Records from a point labeling set:
--- begin ---

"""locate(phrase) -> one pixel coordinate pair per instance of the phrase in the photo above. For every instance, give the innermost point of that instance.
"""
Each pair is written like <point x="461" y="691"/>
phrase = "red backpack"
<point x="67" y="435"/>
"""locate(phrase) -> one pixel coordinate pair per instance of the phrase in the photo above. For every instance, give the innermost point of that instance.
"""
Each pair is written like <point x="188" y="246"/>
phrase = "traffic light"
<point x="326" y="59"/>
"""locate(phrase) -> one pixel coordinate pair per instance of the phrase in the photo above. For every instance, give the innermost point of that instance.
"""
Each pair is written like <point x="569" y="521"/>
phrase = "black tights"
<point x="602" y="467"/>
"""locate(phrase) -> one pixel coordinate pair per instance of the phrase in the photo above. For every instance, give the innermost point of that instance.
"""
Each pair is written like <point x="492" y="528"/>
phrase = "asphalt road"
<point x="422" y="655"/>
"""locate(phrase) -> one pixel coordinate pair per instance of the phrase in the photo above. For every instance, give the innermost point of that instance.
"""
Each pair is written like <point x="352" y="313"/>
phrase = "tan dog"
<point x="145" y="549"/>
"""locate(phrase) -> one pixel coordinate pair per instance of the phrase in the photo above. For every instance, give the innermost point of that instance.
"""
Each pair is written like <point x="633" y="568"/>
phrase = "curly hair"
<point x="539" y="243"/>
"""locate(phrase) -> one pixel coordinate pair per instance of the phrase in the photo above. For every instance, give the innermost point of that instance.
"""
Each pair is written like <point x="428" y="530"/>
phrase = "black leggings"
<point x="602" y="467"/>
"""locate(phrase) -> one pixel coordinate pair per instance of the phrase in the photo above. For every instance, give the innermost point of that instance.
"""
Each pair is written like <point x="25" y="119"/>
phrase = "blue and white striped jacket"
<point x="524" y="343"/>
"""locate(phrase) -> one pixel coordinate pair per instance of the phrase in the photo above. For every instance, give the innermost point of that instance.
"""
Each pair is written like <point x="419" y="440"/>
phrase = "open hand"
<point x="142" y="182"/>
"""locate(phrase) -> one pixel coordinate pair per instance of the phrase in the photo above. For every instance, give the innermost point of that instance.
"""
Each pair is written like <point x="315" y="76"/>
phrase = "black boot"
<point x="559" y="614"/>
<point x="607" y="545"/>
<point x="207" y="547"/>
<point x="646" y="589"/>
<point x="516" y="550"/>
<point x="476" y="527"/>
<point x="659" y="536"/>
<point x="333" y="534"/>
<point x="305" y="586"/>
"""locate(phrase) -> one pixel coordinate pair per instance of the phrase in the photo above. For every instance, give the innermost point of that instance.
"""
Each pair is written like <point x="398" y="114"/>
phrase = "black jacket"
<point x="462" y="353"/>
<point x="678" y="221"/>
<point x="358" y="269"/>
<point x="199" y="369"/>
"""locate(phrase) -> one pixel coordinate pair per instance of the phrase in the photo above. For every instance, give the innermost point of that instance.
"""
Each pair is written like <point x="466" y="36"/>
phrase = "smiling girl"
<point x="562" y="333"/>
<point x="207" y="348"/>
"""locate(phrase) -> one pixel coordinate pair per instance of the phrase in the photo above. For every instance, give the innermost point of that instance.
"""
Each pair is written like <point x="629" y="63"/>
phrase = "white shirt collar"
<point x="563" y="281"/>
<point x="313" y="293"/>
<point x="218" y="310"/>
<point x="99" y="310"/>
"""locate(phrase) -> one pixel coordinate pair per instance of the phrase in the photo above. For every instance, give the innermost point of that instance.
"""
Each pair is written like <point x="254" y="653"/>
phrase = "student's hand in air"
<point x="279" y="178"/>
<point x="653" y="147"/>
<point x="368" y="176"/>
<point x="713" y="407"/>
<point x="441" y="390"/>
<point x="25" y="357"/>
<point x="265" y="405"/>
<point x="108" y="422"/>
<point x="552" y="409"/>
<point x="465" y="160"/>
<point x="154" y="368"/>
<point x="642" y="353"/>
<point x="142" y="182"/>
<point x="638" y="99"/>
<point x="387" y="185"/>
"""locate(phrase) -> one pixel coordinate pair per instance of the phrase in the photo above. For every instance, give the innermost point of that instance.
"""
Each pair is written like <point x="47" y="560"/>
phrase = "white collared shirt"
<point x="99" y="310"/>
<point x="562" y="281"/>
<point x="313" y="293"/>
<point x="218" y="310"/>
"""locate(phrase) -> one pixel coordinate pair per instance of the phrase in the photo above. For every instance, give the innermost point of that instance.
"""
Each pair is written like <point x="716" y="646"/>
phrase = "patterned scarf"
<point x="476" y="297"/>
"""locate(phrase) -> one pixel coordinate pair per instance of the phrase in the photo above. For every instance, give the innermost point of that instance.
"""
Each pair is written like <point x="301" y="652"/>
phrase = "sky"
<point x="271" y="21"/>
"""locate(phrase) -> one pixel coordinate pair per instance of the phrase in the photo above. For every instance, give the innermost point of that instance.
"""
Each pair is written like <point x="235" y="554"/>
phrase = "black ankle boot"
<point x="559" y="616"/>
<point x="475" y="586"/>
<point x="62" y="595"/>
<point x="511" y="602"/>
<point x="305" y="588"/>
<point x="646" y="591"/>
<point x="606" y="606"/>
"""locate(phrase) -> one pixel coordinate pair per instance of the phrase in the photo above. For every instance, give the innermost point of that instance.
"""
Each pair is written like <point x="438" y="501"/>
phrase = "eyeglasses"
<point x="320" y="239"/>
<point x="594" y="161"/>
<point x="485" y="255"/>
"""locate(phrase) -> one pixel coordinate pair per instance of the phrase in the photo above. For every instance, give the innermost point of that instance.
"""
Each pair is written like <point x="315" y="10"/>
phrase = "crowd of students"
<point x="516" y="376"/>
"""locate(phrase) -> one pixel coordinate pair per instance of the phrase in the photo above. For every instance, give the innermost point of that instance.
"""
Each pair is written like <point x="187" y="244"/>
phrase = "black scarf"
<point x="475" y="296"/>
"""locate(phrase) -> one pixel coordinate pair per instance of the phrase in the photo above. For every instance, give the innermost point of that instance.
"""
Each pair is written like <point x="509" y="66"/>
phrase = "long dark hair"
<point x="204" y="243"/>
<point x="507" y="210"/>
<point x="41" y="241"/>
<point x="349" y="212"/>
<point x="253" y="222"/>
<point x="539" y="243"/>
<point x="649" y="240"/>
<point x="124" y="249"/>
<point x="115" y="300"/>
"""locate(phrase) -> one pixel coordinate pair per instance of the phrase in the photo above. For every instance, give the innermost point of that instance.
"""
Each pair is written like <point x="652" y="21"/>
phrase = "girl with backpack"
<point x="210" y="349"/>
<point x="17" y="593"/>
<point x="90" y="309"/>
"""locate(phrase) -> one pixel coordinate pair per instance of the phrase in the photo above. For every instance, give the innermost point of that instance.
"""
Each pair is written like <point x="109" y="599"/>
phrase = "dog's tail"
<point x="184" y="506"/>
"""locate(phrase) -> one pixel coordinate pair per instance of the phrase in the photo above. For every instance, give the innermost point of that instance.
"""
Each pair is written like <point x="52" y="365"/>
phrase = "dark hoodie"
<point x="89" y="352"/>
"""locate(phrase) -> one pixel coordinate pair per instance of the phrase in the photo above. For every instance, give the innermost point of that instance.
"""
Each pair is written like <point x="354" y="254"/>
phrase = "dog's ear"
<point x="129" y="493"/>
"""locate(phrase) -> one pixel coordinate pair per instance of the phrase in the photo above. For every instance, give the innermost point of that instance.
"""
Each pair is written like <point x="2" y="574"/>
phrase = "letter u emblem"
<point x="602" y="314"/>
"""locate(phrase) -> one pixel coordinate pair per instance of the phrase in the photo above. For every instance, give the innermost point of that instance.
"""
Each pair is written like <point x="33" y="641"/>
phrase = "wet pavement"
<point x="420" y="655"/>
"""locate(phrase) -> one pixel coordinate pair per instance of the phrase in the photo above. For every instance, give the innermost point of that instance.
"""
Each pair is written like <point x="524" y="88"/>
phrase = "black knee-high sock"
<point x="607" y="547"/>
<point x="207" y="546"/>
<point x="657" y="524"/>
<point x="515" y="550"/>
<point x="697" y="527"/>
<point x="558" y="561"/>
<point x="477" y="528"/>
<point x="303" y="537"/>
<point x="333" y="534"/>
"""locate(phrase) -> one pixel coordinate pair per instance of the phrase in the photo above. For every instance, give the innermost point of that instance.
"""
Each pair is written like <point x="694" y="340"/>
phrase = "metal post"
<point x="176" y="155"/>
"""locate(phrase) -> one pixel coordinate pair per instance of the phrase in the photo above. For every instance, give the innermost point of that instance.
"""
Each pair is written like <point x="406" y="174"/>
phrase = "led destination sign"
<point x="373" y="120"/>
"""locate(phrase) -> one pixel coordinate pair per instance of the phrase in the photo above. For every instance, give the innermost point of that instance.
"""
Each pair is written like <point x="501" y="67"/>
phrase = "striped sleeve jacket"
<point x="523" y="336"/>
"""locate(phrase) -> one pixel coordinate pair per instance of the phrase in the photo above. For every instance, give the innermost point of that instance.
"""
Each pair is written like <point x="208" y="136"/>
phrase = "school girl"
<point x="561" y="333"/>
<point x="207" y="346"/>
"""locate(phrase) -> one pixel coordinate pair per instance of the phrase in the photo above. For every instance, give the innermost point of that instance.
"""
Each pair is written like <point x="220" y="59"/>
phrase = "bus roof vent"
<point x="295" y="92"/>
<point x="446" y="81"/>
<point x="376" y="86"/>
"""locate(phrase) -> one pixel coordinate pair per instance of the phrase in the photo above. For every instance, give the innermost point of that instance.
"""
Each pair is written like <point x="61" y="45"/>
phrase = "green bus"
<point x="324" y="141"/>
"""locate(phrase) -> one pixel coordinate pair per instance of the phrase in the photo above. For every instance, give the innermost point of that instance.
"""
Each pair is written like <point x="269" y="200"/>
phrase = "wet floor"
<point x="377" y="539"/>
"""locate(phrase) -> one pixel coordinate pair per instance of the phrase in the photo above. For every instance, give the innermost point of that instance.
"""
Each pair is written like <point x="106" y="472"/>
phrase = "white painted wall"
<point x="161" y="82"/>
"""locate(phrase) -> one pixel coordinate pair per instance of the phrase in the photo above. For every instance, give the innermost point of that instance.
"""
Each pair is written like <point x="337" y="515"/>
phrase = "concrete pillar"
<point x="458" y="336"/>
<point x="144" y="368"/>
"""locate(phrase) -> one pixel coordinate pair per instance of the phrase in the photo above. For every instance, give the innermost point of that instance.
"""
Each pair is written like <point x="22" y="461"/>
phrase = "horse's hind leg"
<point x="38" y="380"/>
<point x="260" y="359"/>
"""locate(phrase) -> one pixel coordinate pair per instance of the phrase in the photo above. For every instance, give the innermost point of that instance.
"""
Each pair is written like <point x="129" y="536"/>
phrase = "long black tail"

--- end ---

● WHAT TO PRODUCE: Filter the rows above and copy out each line that contains the string "striped".

● TASK RESULT:
phrase = "blue and white striped jacket"
phrase = "striped sleeve jacket"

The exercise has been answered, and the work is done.